BEGIN Supplied data

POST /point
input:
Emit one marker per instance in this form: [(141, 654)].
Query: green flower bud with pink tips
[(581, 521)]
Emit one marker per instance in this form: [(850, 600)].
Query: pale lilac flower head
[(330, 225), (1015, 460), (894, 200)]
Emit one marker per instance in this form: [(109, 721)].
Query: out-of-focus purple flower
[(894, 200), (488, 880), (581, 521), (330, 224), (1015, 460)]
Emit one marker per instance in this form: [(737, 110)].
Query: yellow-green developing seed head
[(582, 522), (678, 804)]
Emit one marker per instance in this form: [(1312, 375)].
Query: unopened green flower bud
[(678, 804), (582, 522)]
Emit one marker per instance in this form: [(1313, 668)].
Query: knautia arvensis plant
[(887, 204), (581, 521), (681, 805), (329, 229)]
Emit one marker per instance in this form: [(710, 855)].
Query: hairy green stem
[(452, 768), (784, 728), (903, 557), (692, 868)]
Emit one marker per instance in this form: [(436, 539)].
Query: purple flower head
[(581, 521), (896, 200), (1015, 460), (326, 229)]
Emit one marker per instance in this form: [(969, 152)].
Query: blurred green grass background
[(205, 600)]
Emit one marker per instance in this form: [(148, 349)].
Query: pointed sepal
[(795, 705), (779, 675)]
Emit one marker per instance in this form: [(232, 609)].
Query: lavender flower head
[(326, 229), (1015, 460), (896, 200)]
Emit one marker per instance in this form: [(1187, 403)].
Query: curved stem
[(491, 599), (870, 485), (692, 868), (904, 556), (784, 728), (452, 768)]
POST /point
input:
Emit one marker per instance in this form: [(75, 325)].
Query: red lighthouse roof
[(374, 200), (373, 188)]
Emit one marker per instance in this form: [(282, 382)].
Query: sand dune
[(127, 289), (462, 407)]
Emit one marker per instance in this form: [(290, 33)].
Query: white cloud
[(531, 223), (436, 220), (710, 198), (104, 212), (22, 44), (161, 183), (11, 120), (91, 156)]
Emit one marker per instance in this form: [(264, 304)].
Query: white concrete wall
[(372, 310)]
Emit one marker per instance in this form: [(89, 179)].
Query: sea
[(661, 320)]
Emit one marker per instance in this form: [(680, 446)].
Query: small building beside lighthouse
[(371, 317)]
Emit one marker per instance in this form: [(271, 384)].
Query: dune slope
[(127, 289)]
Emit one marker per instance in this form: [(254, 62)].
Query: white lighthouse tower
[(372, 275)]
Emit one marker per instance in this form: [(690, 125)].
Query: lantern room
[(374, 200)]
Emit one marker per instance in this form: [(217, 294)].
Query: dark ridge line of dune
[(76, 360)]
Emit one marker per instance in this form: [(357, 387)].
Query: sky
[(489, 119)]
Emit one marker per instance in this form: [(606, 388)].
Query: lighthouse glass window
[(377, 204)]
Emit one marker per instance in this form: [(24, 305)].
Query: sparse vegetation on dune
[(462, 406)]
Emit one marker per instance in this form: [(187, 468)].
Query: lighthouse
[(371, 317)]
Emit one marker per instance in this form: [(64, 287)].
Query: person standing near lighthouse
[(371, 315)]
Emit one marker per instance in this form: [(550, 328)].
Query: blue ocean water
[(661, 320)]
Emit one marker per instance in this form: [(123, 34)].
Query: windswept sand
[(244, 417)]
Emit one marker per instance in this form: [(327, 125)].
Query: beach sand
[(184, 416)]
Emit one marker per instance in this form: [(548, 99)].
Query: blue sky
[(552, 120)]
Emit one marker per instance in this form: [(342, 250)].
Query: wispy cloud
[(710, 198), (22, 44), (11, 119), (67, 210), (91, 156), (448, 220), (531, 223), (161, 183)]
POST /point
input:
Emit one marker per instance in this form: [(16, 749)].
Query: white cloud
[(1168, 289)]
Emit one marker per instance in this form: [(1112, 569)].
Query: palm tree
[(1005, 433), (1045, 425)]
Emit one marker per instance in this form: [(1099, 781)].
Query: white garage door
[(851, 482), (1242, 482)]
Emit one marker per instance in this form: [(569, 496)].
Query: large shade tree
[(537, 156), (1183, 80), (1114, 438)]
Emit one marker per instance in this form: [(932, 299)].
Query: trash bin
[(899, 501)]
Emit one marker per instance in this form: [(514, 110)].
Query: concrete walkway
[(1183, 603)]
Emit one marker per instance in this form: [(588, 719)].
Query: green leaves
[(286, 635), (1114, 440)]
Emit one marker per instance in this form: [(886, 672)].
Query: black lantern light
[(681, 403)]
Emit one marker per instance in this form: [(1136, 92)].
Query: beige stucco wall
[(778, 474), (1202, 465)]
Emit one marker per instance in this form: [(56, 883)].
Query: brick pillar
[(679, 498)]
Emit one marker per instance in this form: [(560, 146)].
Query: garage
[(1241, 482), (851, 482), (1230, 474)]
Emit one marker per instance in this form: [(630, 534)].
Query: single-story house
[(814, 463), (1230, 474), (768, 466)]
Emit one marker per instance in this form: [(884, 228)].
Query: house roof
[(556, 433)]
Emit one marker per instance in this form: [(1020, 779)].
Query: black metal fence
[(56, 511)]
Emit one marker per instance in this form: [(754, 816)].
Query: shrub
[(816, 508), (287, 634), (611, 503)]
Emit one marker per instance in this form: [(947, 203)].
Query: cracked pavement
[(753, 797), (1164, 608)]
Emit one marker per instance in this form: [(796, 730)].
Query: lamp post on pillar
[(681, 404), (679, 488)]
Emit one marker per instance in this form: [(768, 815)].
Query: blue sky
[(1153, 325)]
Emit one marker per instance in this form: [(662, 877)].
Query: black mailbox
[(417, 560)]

END Supplied data

**What you are asked to do**
Transcribe every entry exactly as it reads.

**Answer section**
POST /point
input:
Emit one marker per instance in this form: [(141, 654)].
Query: green flower bud with pink tips
[(581, 521)]
Emit one marker per instance in this form: [(850, 600)].
Query: pale lilac flower head
[(330, 225), (1015, 460), (894, 200)]
Emit one marker per instance in this form: [(109, 721)].
Query: out-of-focus purple flower
[(894, 200), (488, 880), (581, 521), (330, 224), (1015, 460)]
Emit one marker per instance in this form: [(737, 110)].
Query: yellow-green developing seed head
[(582, 522), (678, 804)]
Emit one marker per instance in this form: [(1312, 375)].
Query: unopened green flower bud
[(678, 804), (582, 522)]
Emit one marker per instance in this form: [(1313, 668)].
Query: knautia arvensis plant
[(887, 204), (581, 521), (681, 805), (329, 229)]
Emit one marker per instance in this form: [(710, 855)].
Query: hairy green stem
[(452, 768), (784, 728), (903, 557), (692, 868)]
Emit one marker per instance in this form: [(436, 539)].
Query: purple flower head
[(581, 521), (896, 200), (1015, 460), (326, 229)]
Emit one marker per instance in this form: [(969, 152)].
Query: blurred green grass background
[(205, 600)]
Emit one marker per instance in this form: [(148, 349)].
Query: pointed sepal
[(795, 705), (779, 675)]
Emit one marker per instance in this form: [(232, 609)].
Query: lavender flower head
[(326, 229), (1015, 460), (896, 200)]
Emit one marker per instance in this form: [(1187, 403)].
Query: curved stem
[(491, 599), (870, 485), (692, 868), (904, 556), (784, 728), (452, 768)]
POST /point
input:
Emit one marker per instance in this form: [(75, 325)].
Query: red lighthouse roof
[(374, 200), (373, 188)]
Emit one marker per instance in this form: [(282, 382)].
Query: sand dune
[(127, 289), (462, 407)]
Emit one marker per instance in this form: [(290, 33)].
Query: white cloud
[(531, 223), (436, 220), (710, 198), (104, 212), (22, 44), (161, 183), (11, 120), (91, 156)]
Emit one marker per instance in this form: [(264, 304)].
Query: white concrete wall
[(372, 310)]
Emit one marker per instance in this form: [(89, 179)].
Query: sea
[(661, 320)]
Emit one marker per instance in this form: [(680, 446)].
Query: small building beside lighthouse
[(371, 317)]
Emit one marker per instance in this form: [(271, 384)].
Query: dune slope
[(127, 289)]
Emit one marker per instance in this form: [(254, 62)].
Query: white lighthouse tower
[(372, 275)]
Emit one marker per instance in this form: [(690, 125)].
Query: lantern room
[(374, 200)]
Emit one marker per instance in this form: [(217, 294)].
Query: dark ridge line of dune
[(76, 360)]
Emit one marker per instance in this form: [(357, 387)].
Query: sky
[(489, 119)]
Emit one marker per instance in this form: [(606, 388)].
Query: lighthouse glass window
[(377, 204)]
Emit one marker per instance in this form: [(24, 305)].
Query: sparse vegetation on dune
[(462, 406)]
Emit one marker per instance in this form: [(187, 468)].
Query: lighthouse
[(371, 317)]
Emit one marker per instance in this form: [(64, 287)].
Query: person standing near lighthouse
[(371, 315)]
Emit one marker per instance in this form: [(550, 328)].
Query: blue ocean water
[(661, 320)]
Emit one marker per instance in this form: [(123, 34)].
Query: windswept sand
[(244, 417)]
Emit one marker per instance in this form: [(327, 125)].
Query: beach sand
[(184, 416)]
Emit one marker per instance in this form: [(548, 99)].
Query: blue sky
[(552, 120)]
Emit one marker per instance in this form: [(342, 250)].
Query: wispy cloud
[(710, 198), (22, 44), (11, 119), (67, 210), (91, 156), (448, 220), (531, 223), (161, 183)]
POST /point
input:
Emit one marker per instance in this form: [(16, 749)].
Query: white cloud
[(1168, 289)]
Emit one marker per instance in this form: [(1112, 569)].
Query: palm tree
[(1005, 433), (1045, 425)]
Emit one marker per instance in this form: [(1099, 781)].
Query: white garage door
[(851, 482), (1242, 482)]
Emit one marker per instance in this form: [(569, 496)].
Query: large shade tree
[(537, 156), (1183, 80), (1114, 438)]
Emit one marker per instance in this form: [(932, 299)].
Query: trash bin
[(899, 501)]
Emit one marker per instance in this form: [(514, 110)].
Query: concrete walkway
[(1183, 603)]
Emit one marker per instance in this form: [(588, 719)].
Query: green leaves
[(286, 635), (1114, 440)]
Emit one marker per instance in this form: [(886, 672)].
Query: black lantern light
[(681, 403)]
Emit one marker per instance in this form: [(1136, 92)].
Query: beige stucco wall
[(778, 474), (1202, 465)]
Emit one marker per instance in this form: [(56, 883)].
Query: brick pillar
[(679, 498)]
Emit one marker per instance in this form: [(560, 146)].
Query: garage
[(1241, 482), (851, 482), (1230, 474)]
Emit one marker per instance in this form: [(630, 534)].
Query: single-story house
[(814, 463), (1230, 474), (768, 466)]
Emit one marker per instance in this form: [(884, 228)].
Query: house roof
[(556, 433)]
Emit one marker per instance in this form: [(1020, 779)].
Query: black metal fence
[(56, 511)]
Emit one marker per instance in this form: [(754, 816)].
Query: shrub
[(816, 508), (287, 634), (611, 503)]
Emit one marker per instance in this form: [(947, 203)].
Query: cracked pavement
[(753, 797), (1164, 608)]
Emit one marker per instance in this form: [(796, 730)].
Query: lamp post on pillar
[(681, 404), (679, 488)]
Emit one marker per instance in this form: [(768, 815)].
Query: blue sky
[(1153, 325)]
Emit one marker per instance in this form: [(662, 877)].
Query: black mailbox
[(417, 560)]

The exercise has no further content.